**FRAGMENTO DE ORIGEN:**
• • • • • • •

El
testigo que fue protagonista.
Por Gregorio Morán.
Escribimos en el agua. Terminaba la sabatina pasada recomendándoles
que corrieran a ver Hollywood contra Franco, el magnífico filme
documental de Oriol Porta, recién estrenado en Barcelona. “No
se demoren, decía, ¿quién sabe qué pasará
con ella mañana?”. La quitaron el mismo día que
aparecía el artículo. Duró apenas una semana. Lo
siento por ustedes, que se lo han perdido, y por las ilusiones derrochadas.
Tengo la convicción profunda de que ninguno de los jaleadores
de la cultura pastueña se dará por aludido.
Hoy vamos de otras cosas. En España, sin excepción
de territorios, cuando se muere un prohombre parece como si los plumillas
nos pusiéramos de acuerdo en nombrarle padre putativo de todos
nosotros; incluso algunos dan un paso más y les gustaría
que amén de padre fuera madre y hasta padrino. Los elogios al
finado son de tal desmesura que uno está obligado a ejercer la
autocensura, incluso en lo más obvio para no desentonar del coro
angélico y humanizar, tan sólo humanizar, al fallecido.
Los dioses no mueren; al menos eso aseguran quienes llevan siglos tratándolos
familiarmente. Si se mueren es que son tan personas como los demás.
Resulta tan obvio que avergüenza recordarlo.
Habría que escribir algún día sobre la autocensura;
nuestro otro yo, un personaje a medias freudiano y a medias quevedesco,
que se nos pegó en la transición y que convive con nosotros
con pasmosa tranquilidad, tanta que a punto estamos de considerarla
una parte de nosotros mismos.
De oído se puede escribir sobre música. Del resto de las
cosas hay que tratar de acercarse, proveerse, y si es posible pensarlas.

• • • • • • •

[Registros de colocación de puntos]
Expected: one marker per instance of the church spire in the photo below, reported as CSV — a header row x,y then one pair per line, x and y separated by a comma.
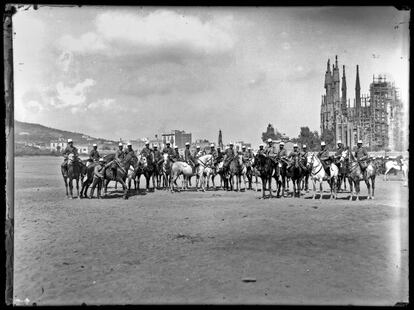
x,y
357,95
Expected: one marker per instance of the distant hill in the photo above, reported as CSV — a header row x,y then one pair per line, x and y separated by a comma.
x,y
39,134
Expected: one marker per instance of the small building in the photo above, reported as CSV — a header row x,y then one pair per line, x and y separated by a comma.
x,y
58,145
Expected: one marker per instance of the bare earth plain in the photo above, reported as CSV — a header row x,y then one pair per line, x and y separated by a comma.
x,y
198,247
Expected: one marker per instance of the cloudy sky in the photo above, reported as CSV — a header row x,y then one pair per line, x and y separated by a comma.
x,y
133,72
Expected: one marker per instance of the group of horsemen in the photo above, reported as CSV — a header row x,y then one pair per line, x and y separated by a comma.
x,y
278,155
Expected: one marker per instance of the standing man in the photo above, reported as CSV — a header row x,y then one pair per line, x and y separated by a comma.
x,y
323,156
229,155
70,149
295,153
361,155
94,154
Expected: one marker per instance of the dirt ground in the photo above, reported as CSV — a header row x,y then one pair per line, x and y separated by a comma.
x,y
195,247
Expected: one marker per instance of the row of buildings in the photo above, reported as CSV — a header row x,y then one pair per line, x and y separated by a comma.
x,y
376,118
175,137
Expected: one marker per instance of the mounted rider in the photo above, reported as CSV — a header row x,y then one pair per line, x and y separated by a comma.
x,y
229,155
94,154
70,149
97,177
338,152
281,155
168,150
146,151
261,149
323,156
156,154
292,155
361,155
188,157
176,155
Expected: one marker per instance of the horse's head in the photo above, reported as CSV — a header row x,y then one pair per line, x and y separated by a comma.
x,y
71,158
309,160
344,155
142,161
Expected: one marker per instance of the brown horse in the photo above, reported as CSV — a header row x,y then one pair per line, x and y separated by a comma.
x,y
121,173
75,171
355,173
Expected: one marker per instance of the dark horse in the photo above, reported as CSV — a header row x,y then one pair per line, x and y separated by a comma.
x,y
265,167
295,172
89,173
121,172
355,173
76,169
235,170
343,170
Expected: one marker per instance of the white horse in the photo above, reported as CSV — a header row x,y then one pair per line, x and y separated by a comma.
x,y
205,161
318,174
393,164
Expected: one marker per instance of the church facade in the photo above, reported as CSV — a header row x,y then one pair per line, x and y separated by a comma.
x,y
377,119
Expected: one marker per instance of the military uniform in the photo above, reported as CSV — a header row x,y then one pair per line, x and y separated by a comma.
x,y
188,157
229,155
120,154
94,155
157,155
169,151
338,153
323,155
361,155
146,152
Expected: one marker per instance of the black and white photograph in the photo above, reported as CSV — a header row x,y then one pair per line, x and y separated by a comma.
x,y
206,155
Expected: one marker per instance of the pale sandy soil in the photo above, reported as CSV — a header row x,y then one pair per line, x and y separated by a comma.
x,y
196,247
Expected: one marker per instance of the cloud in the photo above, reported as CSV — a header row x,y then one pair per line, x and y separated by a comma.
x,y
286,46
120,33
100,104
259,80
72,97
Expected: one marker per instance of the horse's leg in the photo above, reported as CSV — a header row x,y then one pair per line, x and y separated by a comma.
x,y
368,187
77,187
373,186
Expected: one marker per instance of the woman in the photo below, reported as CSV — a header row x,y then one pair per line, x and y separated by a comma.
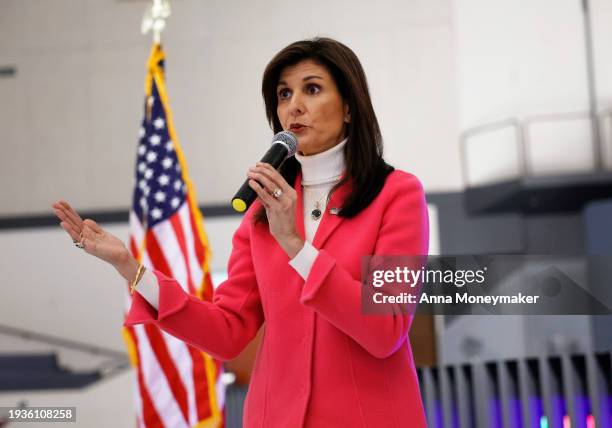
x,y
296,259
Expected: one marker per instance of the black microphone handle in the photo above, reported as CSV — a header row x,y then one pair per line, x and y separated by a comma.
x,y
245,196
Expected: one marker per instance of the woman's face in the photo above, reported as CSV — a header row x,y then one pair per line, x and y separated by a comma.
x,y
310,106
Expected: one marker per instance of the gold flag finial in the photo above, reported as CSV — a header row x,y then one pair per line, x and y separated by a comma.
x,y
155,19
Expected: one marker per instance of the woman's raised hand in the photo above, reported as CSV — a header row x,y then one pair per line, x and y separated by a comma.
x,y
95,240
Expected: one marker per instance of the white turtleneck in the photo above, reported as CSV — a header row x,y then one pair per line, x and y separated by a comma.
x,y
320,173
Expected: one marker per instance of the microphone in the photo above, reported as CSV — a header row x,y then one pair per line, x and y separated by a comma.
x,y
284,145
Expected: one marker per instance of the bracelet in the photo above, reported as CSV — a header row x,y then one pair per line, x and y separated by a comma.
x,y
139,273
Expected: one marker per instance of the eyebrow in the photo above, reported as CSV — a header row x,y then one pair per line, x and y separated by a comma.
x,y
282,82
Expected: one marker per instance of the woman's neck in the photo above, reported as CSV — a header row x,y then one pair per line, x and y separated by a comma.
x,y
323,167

• • • • • • •

Según el fragmento, ¿cuánto tiempo estuvo en cartel el documental Hollywood contra Franco? Los registros no tienen nada que ver con el fragmento.

**RESPUESTA FINAL:** Apenas una semana.